◆ ABOUT THIS TASK:
What you give back should match the records word for word.

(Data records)
:::::

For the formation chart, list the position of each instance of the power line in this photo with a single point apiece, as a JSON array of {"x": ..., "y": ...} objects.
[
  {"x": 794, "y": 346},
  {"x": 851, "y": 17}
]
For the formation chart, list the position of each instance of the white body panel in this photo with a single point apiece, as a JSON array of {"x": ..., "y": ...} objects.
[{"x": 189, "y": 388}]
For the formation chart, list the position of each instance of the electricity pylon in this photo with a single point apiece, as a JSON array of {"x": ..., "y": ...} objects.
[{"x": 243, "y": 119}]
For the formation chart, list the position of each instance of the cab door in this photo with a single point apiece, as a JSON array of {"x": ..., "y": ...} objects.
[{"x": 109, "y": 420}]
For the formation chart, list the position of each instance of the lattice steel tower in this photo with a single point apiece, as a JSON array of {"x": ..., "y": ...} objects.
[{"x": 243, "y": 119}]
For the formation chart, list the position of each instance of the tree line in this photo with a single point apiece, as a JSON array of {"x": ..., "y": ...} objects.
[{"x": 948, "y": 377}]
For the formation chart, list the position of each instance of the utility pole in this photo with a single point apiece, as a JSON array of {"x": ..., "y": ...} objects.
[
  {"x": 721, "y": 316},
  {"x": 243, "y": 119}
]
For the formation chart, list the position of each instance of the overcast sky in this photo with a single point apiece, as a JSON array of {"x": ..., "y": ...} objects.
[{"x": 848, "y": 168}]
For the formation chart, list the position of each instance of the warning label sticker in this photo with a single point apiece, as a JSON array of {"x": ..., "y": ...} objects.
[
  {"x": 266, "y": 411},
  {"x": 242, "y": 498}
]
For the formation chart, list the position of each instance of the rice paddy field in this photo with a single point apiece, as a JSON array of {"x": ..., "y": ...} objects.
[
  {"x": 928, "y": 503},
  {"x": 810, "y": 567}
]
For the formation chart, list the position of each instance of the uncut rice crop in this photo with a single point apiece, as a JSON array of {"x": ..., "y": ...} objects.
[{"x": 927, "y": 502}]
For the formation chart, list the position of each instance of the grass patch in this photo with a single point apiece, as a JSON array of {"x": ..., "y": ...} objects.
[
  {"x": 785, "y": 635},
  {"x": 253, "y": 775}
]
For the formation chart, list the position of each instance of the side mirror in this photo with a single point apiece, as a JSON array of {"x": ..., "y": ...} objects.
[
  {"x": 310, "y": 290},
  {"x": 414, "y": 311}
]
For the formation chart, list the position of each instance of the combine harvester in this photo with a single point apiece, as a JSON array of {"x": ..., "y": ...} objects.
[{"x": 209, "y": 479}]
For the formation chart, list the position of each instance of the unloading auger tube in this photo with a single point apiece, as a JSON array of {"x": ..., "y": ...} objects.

:::::

◆ EXERCISE SOLUTION:
For the formation chart, list the position of each instance of the power line in this photo with a single point apiece, as a JSON array of {"x": ..., "y": ...} objects.
[
  {"x": 794, "y": 346},
  {"x": 851, "y": 17}
]
For the formation chart, list the position of each instance of the white body panel in this photo with a single point apiece, as a JSON array of {"x": ..., "y": ...} objects.
[{"x": 189, "y": 388}]
For the formation chart, list the position of each instance of the electricity pylon in this photo with a single point apiece, as a JSON array of {"x": ..., "y": ...} objects.
[{"x": 243, "y": 119}]
For the formation chart, list the position of each instance of the cab door in this photo with a single point apiece, as a JSON array of {"x": ..., "y": ...} objects.
[{"x": 109, "y": 420}]
For the formation chart, list the position of each instance of the lattice steel tower in this photo with a single point apiece, as a JSON array of {"x": ..., "y": ...} objects.
[{"x": 243, "y": 119}]
For the formation chart, list the position of each instance of the tree line in this photo with a single point apiece, as a JSON array of {"x": ..., "y": ...} objects.
[{"x": 948, "y": 377}]
For the formation chart, list the position of each instance of the utility pole in this photo with a single point apiece, as a JSON array of {"x": ..., "y": ...} objects.
[
  {"x": 721, "y": 316},
  {"x": 243, "y": 119}
]
For the formation chart, list the position of each instance of the overcast sky in this photo with a single point apiece, as a JSON array of {"x": ..., "y": ...} objects.
[{"x": 848, "y": 168}]
For the formation chart, list the position of each instance of the warning label sticker in this photo with a single point apiece, as a JSON array of {"x": ..., "y": ...} objects.
[
  {"x": 266, "y": 411},
  {"x": 242, "y": 498}
]
For the formation chart, list the position of each instance of the rice paddy field in this photo with a single point apiece, as a JSON array of {"x": ..., "y": ...} objects.
[
  {"x": 928, "y": 503},
  {"x": 810, "y": 567}
]
For the formation chart, list the position of each instance of the uncut rice crop in this photo with a single point apiece, as a JSON array of {"x": ..., "y": ...} objects.
[{"x": 927, "y": 502}]
For the formation chart, list the position of each instance of the grass patch in this photo with a single point apiece, as a JSON array of {"x": ..., "y": ...} objects.
[
  {"x": 785, "y": 635},
  {"x": 253, "y": 775}
]
For the formation chart, list the position of each instance of the side mirror in this photo with a single point apiece, as a JSON array of {"x": ..., "y": ...} objects.
[
  {"x": 310, "y": 290},
  {"x": 414, "y": 311}
]
For the formation chart, list the position of each instance of the combine harvester in this photo with a single point apiece, as a JSON array of {"x": ..., "y": ...} objects.
[{"x": 209, "y": 479}]
For the formation chart, list the position of each instance of the unloading auger tube in this photo with a single point apiece, as a JSON array of {"x": ..., "y": ...} objects.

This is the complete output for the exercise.